Task statement:
Report every line below that carries the word "bottle".

(Data records begins)

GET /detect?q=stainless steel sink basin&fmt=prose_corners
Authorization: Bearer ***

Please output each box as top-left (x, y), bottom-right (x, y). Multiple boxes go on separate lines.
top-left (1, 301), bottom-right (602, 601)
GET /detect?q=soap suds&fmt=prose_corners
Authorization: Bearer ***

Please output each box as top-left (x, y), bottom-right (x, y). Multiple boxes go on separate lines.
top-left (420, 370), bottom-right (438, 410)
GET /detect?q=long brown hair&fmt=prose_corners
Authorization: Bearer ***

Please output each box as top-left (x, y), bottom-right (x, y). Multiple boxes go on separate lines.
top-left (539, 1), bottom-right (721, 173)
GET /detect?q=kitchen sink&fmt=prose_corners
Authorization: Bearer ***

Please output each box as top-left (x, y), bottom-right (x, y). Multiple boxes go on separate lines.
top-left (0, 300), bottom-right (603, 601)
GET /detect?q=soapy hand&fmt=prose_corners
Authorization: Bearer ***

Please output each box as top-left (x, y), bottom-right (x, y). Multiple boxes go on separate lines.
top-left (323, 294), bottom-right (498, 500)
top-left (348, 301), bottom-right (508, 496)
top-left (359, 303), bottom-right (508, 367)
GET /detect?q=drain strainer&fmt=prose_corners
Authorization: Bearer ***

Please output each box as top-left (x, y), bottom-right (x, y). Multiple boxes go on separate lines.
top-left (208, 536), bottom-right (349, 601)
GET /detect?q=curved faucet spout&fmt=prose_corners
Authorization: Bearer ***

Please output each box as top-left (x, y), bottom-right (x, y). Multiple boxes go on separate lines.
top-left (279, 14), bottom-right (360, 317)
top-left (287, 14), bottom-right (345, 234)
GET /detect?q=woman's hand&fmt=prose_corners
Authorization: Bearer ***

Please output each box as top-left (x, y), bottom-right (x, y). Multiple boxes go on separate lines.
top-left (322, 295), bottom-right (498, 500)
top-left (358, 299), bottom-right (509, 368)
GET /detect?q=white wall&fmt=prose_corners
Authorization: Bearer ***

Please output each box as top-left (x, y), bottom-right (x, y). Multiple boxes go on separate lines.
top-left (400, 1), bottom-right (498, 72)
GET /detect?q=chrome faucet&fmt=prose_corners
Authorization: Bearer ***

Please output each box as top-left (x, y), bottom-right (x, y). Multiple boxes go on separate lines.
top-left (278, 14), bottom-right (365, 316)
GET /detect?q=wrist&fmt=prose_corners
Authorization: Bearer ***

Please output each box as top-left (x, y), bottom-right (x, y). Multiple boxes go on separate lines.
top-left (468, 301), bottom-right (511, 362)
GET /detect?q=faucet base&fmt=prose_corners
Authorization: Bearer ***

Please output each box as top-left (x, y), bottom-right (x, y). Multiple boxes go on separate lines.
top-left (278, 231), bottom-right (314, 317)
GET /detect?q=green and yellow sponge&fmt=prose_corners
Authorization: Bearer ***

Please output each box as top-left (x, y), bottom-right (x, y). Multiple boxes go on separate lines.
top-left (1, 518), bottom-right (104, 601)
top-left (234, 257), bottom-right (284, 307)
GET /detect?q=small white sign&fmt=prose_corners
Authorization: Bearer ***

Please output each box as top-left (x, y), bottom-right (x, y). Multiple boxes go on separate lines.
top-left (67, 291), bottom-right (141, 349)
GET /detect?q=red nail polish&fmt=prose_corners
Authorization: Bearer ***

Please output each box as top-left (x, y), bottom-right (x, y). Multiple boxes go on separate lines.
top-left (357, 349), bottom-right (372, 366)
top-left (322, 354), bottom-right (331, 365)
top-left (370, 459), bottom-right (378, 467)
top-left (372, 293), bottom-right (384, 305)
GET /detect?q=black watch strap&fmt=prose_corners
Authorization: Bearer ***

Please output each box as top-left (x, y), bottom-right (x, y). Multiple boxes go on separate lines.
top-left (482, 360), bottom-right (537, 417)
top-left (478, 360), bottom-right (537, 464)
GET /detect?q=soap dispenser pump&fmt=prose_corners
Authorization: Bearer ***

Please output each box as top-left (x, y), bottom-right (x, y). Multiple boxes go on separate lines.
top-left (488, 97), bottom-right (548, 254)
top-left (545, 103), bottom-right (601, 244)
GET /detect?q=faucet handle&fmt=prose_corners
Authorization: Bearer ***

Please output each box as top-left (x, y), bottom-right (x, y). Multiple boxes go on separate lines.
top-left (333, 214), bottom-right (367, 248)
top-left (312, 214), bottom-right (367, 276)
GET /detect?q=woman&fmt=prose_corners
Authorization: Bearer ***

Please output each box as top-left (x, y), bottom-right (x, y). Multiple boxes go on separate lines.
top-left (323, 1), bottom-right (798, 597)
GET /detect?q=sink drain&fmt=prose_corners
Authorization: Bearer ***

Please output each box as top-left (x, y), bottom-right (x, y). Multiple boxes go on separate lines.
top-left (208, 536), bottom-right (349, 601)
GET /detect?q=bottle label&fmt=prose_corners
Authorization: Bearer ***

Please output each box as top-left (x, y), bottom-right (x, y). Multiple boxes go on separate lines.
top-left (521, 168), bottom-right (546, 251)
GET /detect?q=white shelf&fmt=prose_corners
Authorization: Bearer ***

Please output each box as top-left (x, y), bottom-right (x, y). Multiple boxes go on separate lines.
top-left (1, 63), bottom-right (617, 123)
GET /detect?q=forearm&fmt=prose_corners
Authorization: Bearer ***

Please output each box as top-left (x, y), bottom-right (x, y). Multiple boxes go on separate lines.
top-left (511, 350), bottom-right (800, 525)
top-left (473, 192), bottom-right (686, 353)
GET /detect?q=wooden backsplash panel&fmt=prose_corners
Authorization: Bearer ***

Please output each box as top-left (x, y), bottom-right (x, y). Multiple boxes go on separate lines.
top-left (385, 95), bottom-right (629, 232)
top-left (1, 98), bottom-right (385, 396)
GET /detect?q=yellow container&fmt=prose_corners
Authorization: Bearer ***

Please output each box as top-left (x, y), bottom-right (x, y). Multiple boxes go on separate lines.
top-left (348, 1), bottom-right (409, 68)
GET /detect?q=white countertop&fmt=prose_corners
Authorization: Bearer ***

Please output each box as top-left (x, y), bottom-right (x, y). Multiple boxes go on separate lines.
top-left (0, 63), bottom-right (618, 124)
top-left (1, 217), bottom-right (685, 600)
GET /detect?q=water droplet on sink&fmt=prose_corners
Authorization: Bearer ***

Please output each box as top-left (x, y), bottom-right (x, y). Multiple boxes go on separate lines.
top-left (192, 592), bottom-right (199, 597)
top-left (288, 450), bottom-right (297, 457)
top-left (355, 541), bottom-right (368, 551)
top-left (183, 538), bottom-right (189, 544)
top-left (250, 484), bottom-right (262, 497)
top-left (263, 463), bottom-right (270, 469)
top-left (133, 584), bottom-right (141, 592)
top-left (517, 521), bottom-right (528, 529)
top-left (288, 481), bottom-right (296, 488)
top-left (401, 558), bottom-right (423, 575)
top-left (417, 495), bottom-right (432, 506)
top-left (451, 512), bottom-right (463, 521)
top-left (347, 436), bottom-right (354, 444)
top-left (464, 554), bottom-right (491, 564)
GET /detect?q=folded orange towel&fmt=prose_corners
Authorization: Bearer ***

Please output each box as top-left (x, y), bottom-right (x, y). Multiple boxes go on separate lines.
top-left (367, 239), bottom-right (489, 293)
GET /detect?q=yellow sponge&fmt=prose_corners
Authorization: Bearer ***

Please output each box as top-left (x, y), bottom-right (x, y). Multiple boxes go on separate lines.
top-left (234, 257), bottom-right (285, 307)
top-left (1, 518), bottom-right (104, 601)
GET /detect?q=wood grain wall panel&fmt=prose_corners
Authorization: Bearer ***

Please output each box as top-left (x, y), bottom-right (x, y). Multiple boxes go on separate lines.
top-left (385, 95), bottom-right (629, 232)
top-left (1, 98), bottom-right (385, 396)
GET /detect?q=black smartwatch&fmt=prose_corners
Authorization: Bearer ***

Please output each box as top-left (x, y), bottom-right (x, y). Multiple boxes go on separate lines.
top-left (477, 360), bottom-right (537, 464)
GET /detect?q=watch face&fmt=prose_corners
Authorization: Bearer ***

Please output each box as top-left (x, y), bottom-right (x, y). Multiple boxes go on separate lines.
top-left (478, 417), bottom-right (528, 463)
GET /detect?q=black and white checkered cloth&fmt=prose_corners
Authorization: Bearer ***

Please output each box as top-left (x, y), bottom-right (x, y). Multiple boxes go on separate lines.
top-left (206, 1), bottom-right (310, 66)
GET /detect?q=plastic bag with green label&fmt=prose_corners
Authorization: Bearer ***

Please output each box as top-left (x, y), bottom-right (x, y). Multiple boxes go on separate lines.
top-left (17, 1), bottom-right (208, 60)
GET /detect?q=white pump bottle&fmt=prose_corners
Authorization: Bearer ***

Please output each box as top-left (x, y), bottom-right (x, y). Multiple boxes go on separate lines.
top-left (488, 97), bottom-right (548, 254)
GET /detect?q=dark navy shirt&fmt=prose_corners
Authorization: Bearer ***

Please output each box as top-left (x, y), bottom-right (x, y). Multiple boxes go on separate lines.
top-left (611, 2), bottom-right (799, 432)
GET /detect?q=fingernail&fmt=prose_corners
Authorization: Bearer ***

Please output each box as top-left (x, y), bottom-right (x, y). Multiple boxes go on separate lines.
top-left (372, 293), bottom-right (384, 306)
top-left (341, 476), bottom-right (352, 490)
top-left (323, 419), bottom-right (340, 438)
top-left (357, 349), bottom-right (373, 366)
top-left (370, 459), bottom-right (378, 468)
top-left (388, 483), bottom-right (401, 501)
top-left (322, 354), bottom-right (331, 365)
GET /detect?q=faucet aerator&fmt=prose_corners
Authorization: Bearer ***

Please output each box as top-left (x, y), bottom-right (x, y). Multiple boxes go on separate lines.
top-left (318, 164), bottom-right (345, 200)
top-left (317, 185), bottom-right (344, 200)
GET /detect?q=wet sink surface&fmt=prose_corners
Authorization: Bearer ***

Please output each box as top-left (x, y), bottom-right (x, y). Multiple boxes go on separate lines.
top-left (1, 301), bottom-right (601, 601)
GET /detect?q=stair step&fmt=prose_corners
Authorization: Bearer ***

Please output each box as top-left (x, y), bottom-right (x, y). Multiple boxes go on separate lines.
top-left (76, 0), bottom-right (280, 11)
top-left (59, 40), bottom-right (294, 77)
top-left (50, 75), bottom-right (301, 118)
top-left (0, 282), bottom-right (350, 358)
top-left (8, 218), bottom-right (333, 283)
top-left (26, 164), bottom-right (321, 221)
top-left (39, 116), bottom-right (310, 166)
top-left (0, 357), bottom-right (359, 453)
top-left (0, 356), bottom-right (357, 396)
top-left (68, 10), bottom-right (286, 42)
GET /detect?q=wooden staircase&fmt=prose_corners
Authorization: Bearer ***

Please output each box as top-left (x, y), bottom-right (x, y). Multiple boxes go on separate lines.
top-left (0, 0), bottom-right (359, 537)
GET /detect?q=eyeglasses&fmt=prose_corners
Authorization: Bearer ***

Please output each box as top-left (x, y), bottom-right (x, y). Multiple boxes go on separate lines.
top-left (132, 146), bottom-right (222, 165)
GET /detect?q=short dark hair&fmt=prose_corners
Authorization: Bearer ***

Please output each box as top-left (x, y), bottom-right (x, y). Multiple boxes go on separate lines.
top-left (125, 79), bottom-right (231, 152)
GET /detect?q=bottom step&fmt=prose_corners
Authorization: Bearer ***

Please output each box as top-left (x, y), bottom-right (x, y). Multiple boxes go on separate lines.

(Data records ends)

Exercise response:
GET /detect?q=bottle label&fmt=prose_corners
GET /detect?q=white pump bottle&fmt=prose_corners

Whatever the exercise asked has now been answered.